- TO DO: Print every entry, word for word, and skip the images.

>>>>>

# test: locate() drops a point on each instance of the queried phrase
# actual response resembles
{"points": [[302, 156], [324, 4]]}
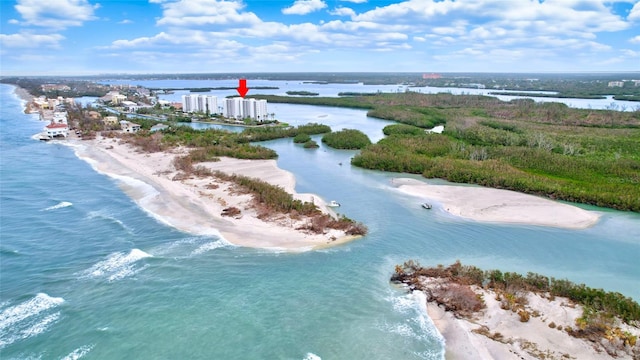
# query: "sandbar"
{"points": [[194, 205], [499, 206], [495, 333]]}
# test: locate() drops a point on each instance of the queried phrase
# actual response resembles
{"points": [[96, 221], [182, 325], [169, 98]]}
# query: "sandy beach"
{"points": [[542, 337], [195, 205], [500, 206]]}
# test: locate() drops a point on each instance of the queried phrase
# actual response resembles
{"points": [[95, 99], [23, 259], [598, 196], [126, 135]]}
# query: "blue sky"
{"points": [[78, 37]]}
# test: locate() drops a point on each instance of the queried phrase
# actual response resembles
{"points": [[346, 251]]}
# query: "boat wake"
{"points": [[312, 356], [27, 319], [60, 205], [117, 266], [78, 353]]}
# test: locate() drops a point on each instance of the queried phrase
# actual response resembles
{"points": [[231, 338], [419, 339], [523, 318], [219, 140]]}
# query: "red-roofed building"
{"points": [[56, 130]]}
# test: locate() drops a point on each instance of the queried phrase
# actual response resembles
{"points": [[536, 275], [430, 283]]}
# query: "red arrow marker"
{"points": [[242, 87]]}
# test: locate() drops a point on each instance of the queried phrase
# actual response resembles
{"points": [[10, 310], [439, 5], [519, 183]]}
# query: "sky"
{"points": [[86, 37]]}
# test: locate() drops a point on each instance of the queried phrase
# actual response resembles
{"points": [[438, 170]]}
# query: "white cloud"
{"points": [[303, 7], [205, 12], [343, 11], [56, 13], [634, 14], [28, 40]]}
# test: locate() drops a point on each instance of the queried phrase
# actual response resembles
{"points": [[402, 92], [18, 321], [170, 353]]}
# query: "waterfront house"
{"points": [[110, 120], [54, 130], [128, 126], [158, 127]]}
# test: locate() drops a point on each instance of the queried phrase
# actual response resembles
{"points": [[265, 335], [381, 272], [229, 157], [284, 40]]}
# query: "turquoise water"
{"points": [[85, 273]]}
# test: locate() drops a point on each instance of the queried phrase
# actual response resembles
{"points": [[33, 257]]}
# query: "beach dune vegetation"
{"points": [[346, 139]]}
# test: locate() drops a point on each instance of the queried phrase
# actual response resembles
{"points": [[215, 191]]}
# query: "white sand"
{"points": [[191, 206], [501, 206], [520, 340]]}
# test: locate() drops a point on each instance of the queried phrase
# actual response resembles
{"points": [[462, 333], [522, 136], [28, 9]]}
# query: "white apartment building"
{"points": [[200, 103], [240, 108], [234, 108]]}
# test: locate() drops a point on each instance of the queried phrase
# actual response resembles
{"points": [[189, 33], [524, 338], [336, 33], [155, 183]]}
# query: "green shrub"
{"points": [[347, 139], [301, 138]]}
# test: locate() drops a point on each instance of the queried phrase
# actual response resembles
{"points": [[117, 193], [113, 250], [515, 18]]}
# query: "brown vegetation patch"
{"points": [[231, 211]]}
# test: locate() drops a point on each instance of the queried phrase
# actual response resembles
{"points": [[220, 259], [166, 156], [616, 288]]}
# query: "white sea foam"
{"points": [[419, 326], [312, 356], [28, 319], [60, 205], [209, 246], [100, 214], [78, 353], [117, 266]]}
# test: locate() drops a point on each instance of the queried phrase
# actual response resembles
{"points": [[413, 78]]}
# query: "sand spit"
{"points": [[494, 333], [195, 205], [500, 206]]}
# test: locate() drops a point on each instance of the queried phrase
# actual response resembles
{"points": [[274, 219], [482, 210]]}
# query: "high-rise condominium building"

<<<<<

- CORRECT RESPONSE:
# test: locate() drops a point on each instance of the queried phrase
# actual response resembles
{"points": [[302, 156], [324, 4]]}
# query: "sandbar"
{"points": [[194, 205], [499, 206], [495, 333]]}
# test: locate() drops a point on each instance of the queried phrase
# actual response resembles
{"points": [[96, 221], [182, 325], [169, 98]]}
# query: "sandy beach"
{"points": [[542, 337], [195, 205], [500, 206]]}
# test: locate() drops a point on each instance of the queried phrase
# actual response resembles
{"points": [[95, 99], [23, 259], [598, 196], [126, 135]]}
# query: "blue sky"
{"points": [[78, 37]]}
# test: locate() drops a point on each instance of the queried phrase
# actual response resembles
{"points": [[346, 251]]}
# query: "boat wake"
{"points": [[312, 356], [27, 319], [60, 205], [117, 266], [78, 353]]}
# test: locate() drops a point on each instance of the queried phrase
# actual response resembles
{"points": [[231, 338], [419, 339], [523, 318], [219, 140]]}
# query: "red-roofed building"
{"points": [[56, 130]]}
# test: locate() drops a point on each instance of the queried phrase
# actual response resembles
{"points": [[536, 275], [430, 283]]}
# query: "red arrow marker"
{"points": [[242, 87]]}
# test: locate() drops a point on each instance of the queried phrase
# actual response resembles
{"points": [[10, 310], [439, 5], [519, 183]]}
# query: "sky"
{"points": [[86, 37]]}
# test: locate() drops a point on each instance of the queried phrase
# actual response resembles
{"points": [[438, 170]]}
# query: "white cloud"
{"points": [[303, 7], [205, 12], [343, 11], [56, 13], [634, 14], [28, 40]]}
# test: locate() drops a point on each instance of the queried phrase
# actual response resembles
{"points": [[402, 92], [18, 321], [170, 353]]}
# query: "waterfront house"
{"points": [[110, 120], [54, 130], [128, 126], [158, 127]]}
# test: locate() drops a point on each instance of the queried phrase
# actual response resembles
{"points": [[265, 335], [381, 272], [229, 157], [284, 40]]}
# query: "turquoise water"
{"points": [[85, 273]]}
# test: locate() drops a point on each instance of the queried phrase
# actual response resembles
{"points": [[33, 257]]}
# query: "beach dune vegetation"
{"points": [[346, 139]]}
# test: locate() drops a point on each instance of the queried phrase
# actual response resembles
{"points": [[215, 191]]}
# query: "white sand"
{"points": [[191, 206], [501, 206], [520, 340]]}
# test: locate() drops a point on each instance of the queried phrase
# actual response resembles
{"points": [[462, 333], [522, 136], [28, 9]]}
# query: "white apartment building"
{"points": [[200, 103], [240, 108], [234, 108]]}
# test: locate() drops a point on each instance of the queried phrase
# actual response resembles
{"points": [[189, 33], [524, 338], [336, 33], [155, 183]]}
# query: "green shrub"
{"points": [[347, 139], [301, 138]]}
# test: locate() drops a point on each instance of the queried phrase
# actual response resembles
{"points": [[117, 193], [113, 250], [515, 18]]}
# query: "brown vegetation patch"
{"points": [[231, 211]]}
# test: locate() drops a point on each instance of the queried phrase
# actual response resembles
{"points": [[220, 259], [166, 156], [616, 288]]}
# query: "white sea foam"
{"points": [[419, 326], [312, 356], [28, 319], [60, 205], [209, 246], [100, 214], [78, 353], [117, 266]]}
# test: locate() drops a point on each instance of the queried phrase
# actual response resembles
{"points": [[413, 78]]}
# query: "sand spit"
{"points": [[494, 333], [195, 205], [500, 206]]}
# test: locate() drops a point on each instance of the queried phrase
# actual response resembles
{"points": [[274, 219], [482, 210]]}
# query: "high-rise condominium building"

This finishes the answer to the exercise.